__Texto para leitura__:
+ + +
O ARQUITECTO INTEMPORAL 

Cabe agora falar de um outro arquitecto, talvez o arquitecto mais genial da arquitectura CLÁSSICA, segundo muitas e preciosas opiniões: Andrea di Pietro della Gondola (1508/80), isto é Andrea, filho de Pietro della Gondola. Foi cognominado de Palladio, pelo Conde Gian Giorgio Trissino, honrando-o com o nome da deusa Pallas Athena.
Palladio foi um dos primeiros arquitectos, apenas arquitectos, não se conhecendo inclinações pictóricas ou escultóricas como era frequente entre quase todos os seus antecessores. 

Das pesquisas efectuadas no sentido de se conhecer a sua obra, que de antemão já se sabia ser vasta, ressaltam mais de oito dezenas de objectos arquitectónicos. São de atribuição segura, de atribuição problemática, de somente projectos ou simples desenhos de peças que não se efectivaram arquitectonicamente. São também, algumas, obras que não foram completadas por ele ou que se danificaram e foram depois modificadas.
+ + +
__Dados__:
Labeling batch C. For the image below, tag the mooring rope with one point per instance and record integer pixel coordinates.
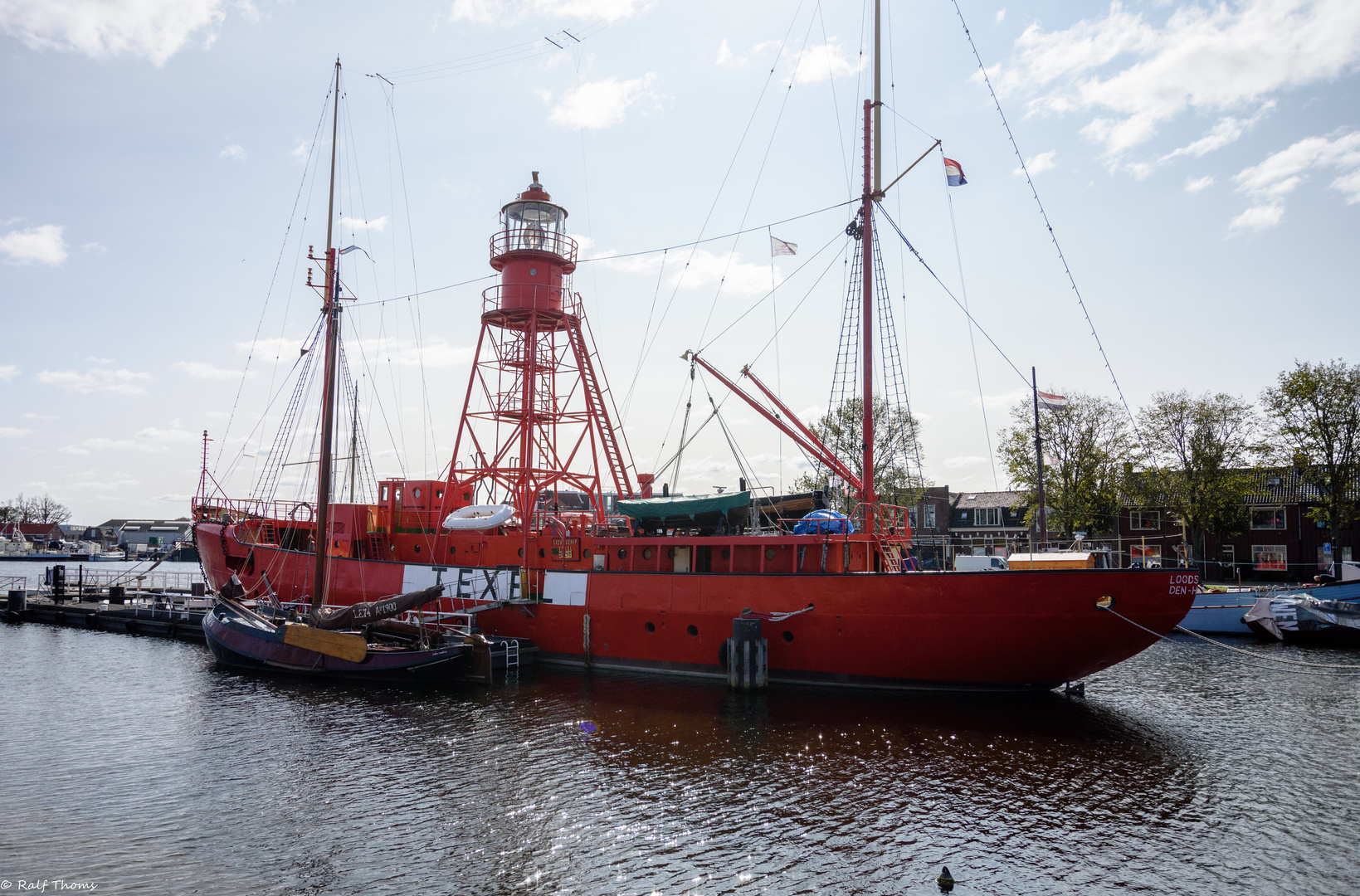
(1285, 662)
+ + +
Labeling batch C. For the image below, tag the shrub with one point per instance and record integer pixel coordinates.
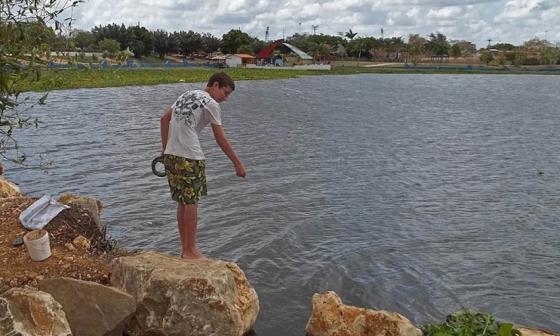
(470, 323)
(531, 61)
+ + +
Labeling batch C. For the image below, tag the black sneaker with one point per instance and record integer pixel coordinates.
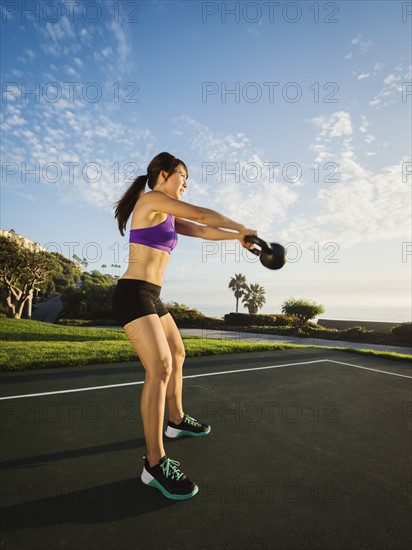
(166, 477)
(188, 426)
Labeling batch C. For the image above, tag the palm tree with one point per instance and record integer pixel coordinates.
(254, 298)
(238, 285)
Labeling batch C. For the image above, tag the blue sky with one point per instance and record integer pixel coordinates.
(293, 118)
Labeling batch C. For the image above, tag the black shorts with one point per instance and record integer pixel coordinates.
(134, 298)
+ + +
__As tarefas__:
1. Transcreva o trecho do texto sobre Palladio, começando em "Das pesquisas efectuadas" e terminando em "foram depois modificadas.".
2. Retome, por favor, o texto sobre Palladio e prossiga-o a partir do ponto em que termina.
A listagem não tem qualquer papel aqui.

__Resultados do exercício__:
1.
Das pesquisas efectuadas no sentido de se conhecer a sua obra, que de antemão já se sabia ser vasta, ressaltam mais de oito dezenas de objectos arquitectónicos. São de atribuição segura, de atribuição problemática, de somente projectos ou simples desenhos de peças que não se efectivaram arquitectonicamente. São também, algumas, obras que não foram completadas por ele ou que se danificaram e foram depois modificadas.

2.
Foi deveras uma figura notável de projectista que viria a influenciar o mundo inteiro, sem dúvida também pela difusão notável que teve o seu Tratado “Os Quatro Livros de Arquitectura”, que viria a ser traduzido em várias línguas, e que serviu como vocabulário e gramática de inúmeros arquitectos, por séculos de influência. 
No Livro II - Capítulo XII, nas considerações sobre a escolha dos sítios para a implantação das villePalladio acaba dizendo, numa tradução livre, o seguinte:
"A cidade não é senão uma grande casa e, pelo contrário, uma casa de campo é uma pequena cidade."
Figura 18.1 . Villa Godi (Planta e Alçado principal) . 1537/39 . Lonedo di Lugo di Vicenza . Andrea Palladio . 
O regresso à “Terra Ferma” que os Venezianos tiveram que encetar quando Veneza deixa de ter o monopólio dos produtos de luxo do Oriente, teve em Palladio um notável intérprete da realidade dos seus comitentes. A Villa Godi (figura 18.1) é uma das suas primeiras obras, casa, de planta bem conformada a valores geométricos de relações específicas matemáticas e significativas, mesmo em termos esotéricos. 

O seu alçado principal (figura 18.2) revela, no entanto, algumas alterações ao projecto inicial da figura 18.1. As janelas de uma pressuposta cave, marcada no desenho, deixaram de ser pequenos postigos e passaram a ser janelas rectangulares de alturas iguais às do segundo piso e ligeiramente mais largas. 


Figura 18.3 Villa Godi (Fachada principal) . 1537/39 . Lonedo di Lugo di Vicenza . Andrea Palladio .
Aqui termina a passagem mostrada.